Work order: Your output should be one number, which is how many lines in the material contain "tree".

Data to examine:

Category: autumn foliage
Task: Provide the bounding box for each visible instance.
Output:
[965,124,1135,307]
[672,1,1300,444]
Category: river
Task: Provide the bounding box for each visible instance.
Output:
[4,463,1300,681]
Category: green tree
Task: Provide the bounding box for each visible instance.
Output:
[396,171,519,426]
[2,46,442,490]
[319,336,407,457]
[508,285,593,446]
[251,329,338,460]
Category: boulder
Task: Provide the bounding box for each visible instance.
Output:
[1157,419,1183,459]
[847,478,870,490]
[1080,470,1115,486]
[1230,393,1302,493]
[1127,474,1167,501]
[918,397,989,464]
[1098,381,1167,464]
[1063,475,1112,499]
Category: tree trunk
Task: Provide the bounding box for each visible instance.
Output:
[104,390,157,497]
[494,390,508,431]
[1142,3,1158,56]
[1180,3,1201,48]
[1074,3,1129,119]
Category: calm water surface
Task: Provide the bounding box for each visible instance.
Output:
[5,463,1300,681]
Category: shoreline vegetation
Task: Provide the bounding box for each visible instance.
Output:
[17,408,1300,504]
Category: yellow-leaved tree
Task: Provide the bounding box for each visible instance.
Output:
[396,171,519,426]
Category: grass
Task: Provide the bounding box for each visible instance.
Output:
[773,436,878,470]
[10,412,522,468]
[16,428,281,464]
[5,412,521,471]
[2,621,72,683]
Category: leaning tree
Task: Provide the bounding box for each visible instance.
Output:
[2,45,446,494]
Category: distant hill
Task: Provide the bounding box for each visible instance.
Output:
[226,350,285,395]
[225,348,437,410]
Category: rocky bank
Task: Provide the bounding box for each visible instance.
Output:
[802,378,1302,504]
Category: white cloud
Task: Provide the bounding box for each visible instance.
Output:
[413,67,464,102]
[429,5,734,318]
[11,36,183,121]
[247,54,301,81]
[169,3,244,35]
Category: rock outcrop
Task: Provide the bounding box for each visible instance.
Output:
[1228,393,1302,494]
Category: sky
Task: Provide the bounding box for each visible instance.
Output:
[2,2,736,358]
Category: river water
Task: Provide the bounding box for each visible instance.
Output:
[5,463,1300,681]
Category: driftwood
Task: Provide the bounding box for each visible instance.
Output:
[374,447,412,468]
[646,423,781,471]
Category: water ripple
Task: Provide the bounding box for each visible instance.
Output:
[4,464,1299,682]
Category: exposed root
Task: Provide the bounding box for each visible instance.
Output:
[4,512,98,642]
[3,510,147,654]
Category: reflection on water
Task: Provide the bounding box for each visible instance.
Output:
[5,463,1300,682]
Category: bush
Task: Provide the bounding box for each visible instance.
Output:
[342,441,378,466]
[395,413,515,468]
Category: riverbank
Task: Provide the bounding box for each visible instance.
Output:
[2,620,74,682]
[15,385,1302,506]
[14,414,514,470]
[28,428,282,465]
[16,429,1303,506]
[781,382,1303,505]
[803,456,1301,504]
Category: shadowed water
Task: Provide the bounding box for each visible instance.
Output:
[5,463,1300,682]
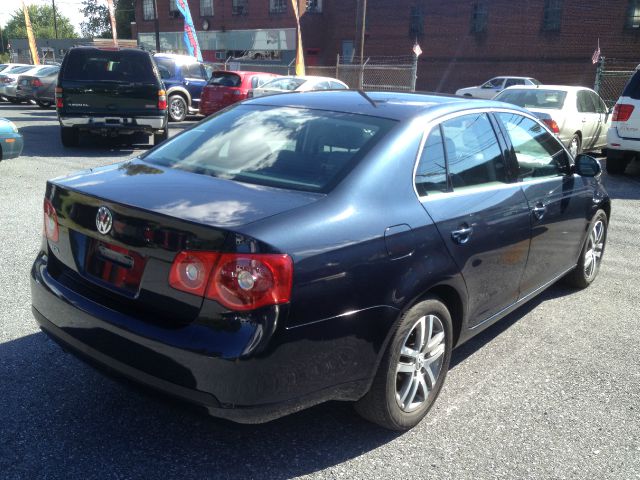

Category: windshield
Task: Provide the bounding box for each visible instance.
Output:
[495,89,567,110]
[210,72,242,87]
[261,78,306,91]
[63,49,156,82]
[142,105,396,193]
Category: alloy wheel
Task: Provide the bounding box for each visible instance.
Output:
[395,314,446,412]
[584,219,605,281]
[170,97,186,121]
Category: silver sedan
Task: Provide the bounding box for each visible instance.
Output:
[494,85,610,157]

Finished task: 4